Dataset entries
────────

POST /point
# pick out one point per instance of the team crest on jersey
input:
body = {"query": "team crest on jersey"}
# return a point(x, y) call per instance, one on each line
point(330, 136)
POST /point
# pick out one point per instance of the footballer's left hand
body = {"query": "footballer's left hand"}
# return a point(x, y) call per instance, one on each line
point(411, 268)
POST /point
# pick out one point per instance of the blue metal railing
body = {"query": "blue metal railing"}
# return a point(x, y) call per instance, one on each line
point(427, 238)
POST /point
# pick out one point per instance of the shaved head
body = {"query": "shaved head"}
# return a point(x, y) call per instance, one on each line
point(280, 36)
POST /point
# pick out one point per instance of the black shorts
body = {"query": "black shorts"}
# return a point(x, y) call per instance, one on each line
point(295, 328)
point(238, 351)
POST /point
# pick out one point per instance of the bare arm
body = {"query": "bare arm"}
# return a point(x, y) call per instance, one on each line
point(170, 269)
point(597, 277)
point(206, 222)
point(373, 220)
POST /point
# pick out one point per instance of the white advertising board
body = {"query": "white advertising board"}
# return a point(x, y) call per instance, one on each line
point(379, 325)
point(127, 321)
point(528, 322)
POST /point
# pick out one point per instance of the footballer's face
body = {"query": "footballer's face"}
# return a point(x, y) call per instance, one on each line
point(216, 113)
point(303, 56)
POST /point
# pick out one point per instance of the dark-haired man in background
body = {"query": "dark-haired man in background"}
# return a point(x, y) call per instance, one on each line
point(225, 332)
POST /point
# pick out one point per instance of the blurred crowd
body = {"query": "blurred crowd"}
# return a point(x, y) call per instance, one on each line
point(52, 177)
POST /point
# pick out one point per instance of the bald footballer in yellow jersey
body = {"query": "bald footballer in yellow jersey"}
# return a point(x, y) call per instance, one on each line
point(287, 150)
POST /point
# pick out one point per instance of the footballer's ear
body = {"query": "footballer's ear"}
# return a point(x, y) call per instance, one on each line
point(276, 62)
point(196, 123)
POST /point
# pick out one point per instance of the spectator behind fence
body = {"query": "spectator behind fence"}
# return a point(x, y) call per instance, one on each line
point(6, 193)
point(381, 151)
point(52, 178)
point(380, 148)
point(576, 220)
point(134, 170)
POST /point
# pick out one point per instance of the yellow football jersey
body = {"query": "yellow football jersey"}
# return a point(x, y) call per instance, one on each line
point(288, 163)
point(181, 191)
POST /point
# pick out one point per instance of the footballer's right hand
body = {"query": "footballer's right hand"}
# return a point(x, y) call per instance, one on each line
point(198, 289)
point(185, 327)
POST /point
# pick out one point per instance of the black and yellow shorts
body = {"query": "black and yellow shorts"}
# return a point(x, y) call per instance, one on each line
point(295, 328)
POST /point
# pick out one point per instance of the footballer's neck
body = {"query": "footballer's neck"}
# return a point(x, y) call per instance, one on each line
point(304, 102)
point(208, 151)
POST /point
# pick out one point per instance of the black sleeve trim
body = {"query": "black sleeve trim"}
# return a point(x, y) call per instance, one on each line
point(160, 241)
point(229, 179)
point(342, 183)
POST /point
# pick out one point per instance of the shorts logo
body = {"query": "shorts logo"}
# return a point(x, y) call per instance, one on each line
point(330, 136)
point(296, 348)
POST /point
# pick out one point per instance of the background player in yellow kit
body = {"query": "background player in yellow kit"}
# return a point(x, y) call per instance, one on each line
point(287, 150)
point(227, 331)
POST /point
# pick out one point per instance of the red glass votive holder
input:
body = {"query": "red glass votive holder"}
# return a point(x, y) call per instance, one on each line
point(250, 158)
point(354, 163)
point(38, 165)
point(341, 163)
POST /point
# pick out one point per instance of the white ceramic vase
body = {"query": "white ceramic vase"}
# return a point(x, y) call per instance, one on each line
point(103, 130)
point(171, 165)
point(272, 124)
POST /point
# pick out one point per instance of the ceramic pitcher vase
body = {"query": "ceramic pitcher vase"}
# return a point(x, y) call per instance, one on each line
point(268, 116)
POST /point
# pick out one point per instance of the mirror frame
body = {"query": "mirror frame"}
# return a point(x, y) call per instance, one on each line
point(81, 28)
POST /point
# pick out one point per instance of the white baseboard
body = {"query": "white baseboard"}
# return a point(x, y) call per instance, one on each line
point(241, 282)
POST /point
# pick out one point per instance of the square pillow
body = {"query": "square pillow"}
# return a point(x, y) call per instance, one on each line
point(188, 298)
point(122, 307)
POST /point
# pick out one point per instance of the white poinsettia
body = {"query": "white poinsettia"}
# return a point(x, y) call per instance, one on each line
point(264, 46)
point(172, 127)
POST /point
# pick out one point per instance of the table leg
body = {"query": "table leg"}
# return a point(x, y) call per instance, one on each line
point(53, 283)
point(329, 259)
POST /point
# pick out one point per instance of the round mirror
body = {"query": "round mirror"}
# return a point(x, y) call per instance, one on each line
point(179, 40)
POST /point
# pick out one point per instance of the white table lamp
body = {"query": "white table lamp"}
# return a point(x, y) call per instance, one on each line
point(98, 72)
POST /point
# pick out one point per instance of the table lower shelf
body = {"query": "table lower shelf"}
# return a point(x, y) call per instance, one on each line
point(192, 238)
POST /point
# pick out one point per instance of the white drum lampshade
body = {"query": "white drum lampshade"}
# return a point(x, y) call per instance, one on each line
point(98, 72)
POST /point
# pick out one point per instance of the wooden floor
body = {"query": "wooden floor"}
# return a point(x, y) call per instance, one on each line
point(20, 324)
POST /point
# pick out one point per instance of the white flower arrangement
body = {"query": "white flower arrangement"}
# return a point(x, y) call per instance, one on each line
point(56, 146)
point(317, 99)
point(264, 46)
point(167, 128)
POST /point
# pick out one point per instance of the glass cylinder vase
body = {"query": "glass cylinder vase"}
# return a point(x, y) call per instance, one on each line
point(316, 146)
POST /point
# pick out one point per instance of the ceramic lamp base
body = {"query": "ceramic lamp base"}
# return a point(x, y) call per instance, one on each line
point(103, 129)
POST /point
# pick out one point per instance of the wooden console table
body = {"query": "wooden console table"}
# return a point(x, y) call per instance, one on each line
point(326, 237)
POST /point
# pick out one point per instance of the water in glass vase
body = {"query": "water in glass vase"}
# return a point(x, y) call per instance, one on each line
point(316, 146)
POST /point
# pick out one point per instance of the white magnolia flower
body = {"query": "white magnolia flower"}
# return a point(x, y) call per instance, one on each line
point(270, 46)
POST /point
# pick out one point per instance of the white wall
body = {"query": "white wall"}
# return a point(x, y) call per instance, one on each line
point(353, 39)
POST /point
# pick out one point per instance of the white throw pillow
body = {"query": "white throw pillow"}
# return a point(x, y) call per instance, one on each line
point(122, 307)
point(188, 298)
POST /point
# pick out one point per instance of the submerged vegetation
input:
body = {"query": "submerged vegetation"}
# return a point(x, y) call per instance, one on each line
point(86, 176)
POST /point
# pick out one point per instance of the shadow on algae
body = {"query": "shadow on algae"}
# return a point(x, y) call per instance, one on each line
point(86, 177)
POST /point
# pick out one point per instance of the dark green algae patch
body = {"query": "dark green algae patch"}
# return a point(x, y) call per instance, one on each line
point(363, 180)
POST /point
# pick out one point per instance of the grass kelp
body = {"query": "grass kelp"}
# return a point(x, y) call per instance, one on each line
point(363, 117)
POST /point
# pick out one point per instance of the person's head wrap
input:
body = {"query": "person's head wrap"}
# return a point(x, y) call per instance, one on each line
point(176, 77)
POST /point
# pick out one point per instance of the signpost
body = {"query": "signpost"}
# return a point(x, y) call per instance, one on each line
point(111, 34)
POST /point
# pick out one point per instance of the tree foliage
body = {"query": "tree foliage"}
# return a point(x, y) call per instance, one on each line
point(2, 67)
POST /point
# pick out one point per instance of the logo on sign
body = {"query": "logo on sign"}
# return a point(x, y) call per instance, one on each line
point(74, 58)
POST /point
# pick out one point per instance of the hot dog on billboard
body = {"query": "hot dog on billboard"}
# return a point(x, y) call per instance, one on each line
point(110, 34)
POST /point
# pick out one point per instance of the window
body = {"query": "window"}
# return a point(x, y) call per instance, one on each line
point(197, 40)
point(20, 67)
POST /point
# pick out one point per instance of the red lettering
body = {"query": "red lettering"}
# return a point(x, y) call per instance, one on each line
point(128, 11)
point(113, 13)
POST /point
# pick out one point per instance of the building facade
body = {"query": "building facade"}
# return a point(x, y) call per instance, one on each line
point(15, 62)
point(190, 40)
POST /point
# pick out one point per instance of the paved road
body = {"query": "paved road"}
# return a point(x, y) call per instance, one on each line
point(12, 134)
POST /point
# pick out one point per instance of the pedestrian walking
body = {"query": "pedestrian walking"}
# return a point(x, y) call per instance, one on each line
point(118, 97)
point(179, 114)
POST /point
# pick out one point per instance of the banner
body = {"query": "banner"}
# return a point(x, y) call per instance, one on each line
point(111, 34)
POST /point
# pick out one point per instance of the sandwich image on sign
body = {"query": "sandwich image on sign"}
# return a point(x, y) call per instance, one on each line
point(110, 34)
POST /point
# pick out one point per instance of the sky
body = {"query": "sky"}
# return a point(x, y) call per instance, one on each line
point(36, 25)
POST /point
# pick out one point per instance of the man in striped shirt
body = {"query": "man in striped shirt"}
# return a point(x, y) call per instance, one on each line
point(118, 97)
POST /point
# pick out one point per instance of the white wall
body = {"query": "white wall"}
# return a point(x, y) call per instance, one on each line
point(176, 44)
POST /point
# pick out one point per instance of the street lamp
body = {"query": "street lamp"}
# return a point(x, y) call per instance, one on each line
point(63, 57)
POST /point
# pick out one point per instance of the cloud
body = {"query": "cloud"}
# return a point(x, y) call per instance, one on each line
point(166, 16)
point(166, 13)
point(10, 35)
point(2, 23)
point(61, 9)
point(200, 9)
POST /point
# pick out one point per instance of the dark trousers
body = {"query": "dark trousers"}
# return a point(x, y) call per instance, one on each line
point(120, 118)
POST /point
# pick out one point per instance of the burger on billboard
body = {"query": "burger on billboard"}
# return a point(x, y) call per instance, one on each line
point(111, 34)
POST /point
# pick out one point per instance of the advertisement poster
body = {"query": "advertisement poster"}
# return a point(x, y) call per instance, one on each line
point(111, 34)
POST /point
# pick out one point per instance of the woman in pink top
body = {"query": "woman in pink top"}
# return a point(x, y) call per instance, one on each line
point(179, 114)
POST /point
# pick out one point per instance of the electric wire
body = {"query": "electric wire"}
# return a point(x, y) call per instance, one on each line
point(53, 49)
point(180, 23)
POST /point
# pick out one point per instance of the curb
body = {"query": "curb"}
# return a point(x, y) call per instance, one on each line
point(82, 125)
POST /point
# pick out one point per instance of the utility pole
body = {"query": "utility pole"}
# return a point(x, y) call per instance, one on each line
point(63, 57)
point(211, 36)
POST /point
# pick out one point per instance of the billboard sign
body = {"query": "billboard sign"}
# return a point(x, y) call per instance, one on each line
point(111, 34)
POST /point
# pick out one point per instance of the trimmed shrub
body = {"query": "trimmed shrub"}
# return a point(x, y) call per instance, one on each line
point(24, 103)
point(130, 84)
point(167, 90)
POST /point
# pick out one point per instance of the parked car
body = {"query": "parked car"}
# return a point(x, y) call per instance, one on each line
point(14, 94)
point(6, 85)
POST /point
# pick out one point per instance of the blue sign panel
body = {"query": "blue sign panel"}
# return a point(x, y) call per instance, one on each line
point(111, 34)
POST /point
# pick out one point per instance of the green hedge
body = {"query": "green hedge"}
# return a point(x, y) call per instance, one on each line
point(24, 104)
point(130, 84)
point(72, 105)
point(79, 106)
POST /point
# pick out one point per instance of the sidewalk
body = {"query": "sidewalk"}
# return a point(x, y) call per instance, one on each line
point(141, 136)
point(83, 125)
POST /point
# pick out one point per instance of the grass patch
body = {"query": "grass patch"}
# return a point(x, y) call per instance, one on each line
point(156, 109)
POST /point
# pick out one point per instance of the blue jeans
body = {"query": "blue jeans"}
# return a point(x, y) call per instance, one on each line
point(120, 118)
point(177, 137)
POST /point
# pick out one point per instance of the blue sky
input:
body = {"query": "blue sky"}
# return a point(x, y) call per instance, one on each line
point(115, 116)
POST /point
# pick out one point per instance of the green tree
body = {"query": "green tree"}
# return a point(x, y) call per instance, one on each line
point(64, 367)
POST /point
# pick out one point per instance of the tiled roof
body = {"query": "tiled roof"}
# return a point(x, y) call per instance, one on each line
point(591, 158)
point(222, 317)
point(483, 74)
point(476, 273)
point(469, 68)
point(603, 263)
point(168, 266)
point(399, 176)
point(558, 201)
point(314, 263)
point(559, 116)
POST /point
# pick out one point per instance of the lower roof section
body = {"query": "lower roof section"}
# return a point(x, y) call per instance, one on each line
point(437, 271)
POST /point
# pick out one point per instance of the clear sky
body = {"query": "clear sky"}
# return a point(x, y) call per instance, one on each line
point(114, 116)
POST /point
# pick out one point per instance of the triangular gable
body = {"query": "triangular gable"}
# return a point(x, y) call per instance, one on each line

────────

Exercise description :: Show the lines of the records above that mention "flower".

Task result ::
# pick out one point per instance of the white flower arrangement
body = {"query": "white flower arrangement"}
# pick out one point per instance of the white magnolia flower
body = {"query": "white magnolia flower"}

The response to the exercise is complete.